#### [WRITTEN REQUEST]
Please change every "one point per instance" in the entries to "one point per object" and leave everything else as it is.

#### [EXTRACTED ENTRIES]
********************

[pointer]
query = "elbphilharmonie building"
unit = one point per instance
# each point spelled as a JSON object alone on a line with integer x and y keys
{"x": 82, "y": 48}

********************

#### [SOLUTION FOR THIS TASK]
[pointer]
query = "elbphilharmonie building"
unit = one point per object
# each point spelled as a JSON object alone on a line with integer x and y keys
{"x": 82, "y": 48}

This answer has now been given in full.